● What you need to do
Exact repetition of the data is the whole task.

[Data section Boundary: Start]

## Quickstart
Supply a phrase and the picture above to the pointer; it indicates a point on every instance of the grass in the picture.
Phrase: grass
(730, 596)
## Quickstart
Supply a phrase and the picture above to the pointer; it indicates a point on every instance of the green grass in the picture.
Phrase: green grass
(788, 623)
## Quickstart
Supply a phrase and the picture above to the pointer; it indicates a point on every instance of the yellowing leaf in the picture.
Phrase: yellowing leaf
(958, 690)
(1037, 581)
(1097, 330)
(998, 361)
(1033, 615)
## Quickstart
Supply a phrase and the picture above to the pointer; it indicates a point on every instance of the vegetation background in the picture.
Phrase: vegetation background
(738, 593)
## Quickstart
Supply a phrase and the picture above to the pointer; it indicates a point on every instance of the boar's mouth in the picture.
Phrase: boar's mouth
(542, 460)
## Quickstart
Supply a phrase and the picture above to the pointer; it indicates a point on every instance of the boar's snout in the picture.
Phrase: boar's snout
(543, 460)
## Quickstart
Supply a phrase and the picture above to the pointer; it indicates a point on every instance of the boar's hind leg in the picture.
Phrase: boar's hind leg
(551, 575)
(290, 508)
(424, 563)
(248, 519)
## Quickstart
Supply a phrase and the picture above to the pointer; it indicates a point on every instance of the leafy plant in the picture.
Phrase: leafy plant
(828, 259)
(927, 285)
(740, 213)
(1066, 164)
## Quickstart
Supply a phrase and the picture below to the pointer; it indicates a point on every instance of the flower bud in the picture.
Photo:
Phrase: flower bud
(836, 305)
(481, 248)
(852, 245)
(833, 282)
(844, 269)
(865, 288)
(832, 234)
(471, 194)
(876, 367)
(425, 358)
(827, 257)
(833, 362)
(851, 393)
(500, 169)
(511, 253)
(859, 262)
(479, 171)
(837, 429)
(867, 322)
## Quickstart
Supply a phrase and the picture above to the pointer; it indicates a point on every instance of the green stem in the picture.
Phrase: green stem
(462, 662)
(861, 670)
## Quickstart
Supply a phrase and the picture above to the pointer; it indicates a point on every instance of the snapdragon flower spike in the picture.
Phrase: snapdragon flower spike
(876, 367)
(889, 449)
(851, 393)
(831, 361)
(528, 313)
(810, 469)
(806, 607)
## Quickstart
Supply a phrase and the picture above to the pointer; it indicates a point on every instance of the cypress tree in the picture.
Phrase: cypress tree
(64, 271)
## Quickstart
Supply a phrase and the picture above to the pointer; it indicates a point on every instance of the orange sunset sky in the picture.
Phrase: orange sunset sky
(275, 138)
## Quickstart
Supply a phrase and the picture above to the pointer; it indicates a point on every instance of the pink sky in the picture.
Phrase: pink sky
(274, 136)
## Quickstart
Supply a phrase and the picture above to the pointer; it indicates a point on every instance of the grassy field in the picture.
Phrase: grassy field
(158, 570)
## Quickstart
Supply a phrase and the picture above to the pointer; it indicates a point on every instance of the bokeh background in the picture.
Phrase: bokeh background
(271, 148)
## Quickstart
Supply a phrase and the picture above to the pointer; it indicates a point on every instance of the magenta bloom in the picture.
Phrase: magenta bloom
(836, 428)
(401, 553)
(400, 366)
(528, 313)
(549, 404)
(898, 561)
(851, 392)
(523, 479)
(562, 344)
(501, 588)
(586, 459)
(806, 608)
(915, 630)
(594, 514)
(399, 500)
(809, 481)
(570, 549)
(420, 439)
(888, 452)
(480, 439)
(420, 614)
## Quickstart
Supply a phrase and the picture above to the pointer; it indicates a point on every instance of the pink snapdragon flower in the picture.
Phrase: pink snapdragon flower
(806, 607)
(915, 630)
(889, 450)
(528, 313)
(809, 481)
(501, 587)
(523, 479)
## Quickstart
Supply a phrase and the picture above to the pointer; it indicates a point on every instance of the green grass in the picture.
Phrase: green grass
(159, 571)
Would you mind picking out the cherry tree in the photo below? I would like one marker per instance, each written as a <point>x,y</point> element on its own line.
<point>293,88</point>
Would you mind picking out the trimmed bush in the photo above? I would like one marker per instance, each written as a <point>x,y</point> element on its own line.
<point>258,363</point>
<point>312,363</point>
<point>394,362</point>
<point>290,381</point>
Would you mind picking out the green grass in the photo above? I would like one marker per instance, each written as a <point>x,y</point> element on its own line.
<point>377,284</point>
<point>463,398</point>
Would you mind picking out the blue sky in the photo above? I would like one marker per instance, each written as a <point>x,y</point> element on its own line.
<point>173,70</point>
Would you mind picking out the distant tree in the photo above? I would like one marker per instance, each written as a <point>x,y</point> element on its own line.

[Data section Boundary: End]

● Answer space
## Quickstart
Supply a phrase and the picture above to the pointer; it indicates a point on every instance of the grass in the picture.
Phrase: grass
(730, 596)
## Quickstart
Supply a phrase and the picture above to the pointer; it indicates a point on every instance of the green grass in the picture.
Phrase: green grass
(788, 623)
## Quickstart
Supply a phrase and the picture above to the pointer; it indicates a point on every instance of the yellowing leaf in the picture.
Phrase: yellowing leaf
(958, 690)
(1037, 581)
(1097, 330)
(998, 361)
(1033, 615)
## Quickstart
Supply a phrase and the picture above to the pointer; it indicates a point on every instance of the vegetation background in the picture.
Phrase: vegetation background
(738, 593)
## Quickstart
Supply a phrase and the picture above to the pointer; it indicates a point on every instance of the boar's mouth in the picture.
Phrase: boar's mouth
(542, 460)
## Quickstart
Supply a phrase and the picture above to the pointer; it indicates a point on every instance of the boar's snout in the picture.
Phrase: boar's snout
(543, 460)
## Quickstart
Supply a phrase and the picture above to the pointer; it indicates a point on every instance of the boar's hind leg in the picture.
Phrase: boar's hind leg
(551, 575)
(290, 508)
(424, 563)
(248, 519)
## Quickstart
Supply a phrase and the picture above to the pointer; it indicates a point on every instance of the leafy plant in the picture.
Phrase: leafy plant
(828, 259)
(927, 285)
(740, 213)
(1066, 164)
## Quickstart
Supply a phrase and the picture below to the pointer; it indicates a point on every instance of the flower bud in the picture.
Photo:
Phrase: flower bud
(836, 305)
(481, 248)
(852, 245)
(833, 282)
(844, 269)
(865, 288)
(832, 234)
(471, 194)
(876, 367)
(425, 358)
(827, 257)
(833, 362)
(851, 393)
(500, 169)
(511, 253)
(859, 262)
(479, 171)
(837, 429)
(867, 322)
## Quickstart
Supply a phrase and the picture above to the pointer; it indicates a point on every instance of the green stem in the picture.
Phrase: green stem
(462, 662)
(861, 670)
## Quickstart
Supply a phrase and the picture above to the pointer; it indicates a point on every instance of the snapdragon flower spike in the picture.
Phrase: snapdragon flower spike
(876, 367)
(889, 449)
(851, 393)
(831, 361)
(528, 313)
(810, 469)
(806, 607)
## Quickstart
Supply a phrase and the picture above to the pointer; it indicates a point on every instance of the cypress tree in the picture.
Phrase: cypress tree
(64, 271)
## Quickstart
Supply a phrase and the picture above to the pointer; it indicates a point on every instance of the orange sunset sky in the picture.
Phrase: orange sunset sky
(275, 138)
## Quickstart
Supply a phrase and the picture above to the pointer; it indicates a point on every instance of the pink sky in the picture.
Phrase: pink sky
(274, 136)
## Quickstart
Supply a phrase and the picture above to the pointer; it indicates a point on every instance of the grassy field in the picture.
Phrase: grassy field
(158, 570)
## Quickstart
Supply a phrase and the picture above to the pointer; it indicates a point on every instance of the bokeh background in the picture.
Phrase: bokeh background
(271, 148)
## Quickstart
Supply a phrase and the picture above to the pointer; it indicates a point on every instance of the magenta bloom in the picture.
Phrase: magenta bloom
(836, 428)
(401, 553)
(400, 366)
(528, 313)
(549, 404)
(898, 561)
(851, 392)
(523, 479)
(562, 344)
(501, 588)
(586, 459)
(806, 608)
(915, 630)
(594, 514)
(399, 500)
(809, 481)
(570, 549)
(420, 439)
(888, 452)
(480, 439)
(420, 614)
## Quickstart
Supply a phrase and the picture above to the pointer; it indicates a point on every instance of the pink snapdragon flower in the picture.
Phrase: pink snapdragon flower
(806, 607)
(915, 630)
(889, 450)
(528, 313)
(809, 481)
(501, 587)
(523, 479)
## Quickstart
Supply a phrase and the picture above to the pointer; it indicates a point on every instance of the green grass in the picture.
Phrase: green grass
(159, 571)
Would you mind picking out the cherry tree in the photo below? I would like one marker per instance, each written as a <point>x,y</point> element on its own line.
<point>293,88</point>
Would you mind picking out the trimmed bush in the photo above? I would like one marker per instance, each written as a <point>x,y</point> element on its own line.
<point>258,363</point>
<point>312,363</point>
<point>394,362</point>
<point>290,381</point>
Would you mind picking out the green grass in the photo above? I would like one marker per instance, each written as a <point>x,y</point> element on its own line.
<point>377,284</point>
<point>463,398</point>
Would you mind picking out the blue sky in the photo above? I would like one marker per instance, each written as a <point>x,y</point> element on its own line.
<point>173,70</point>
Would you mind picking out the distant tree in the photo above? I would like one marker per instance, each written as a <point>x,y</point> element on its own line.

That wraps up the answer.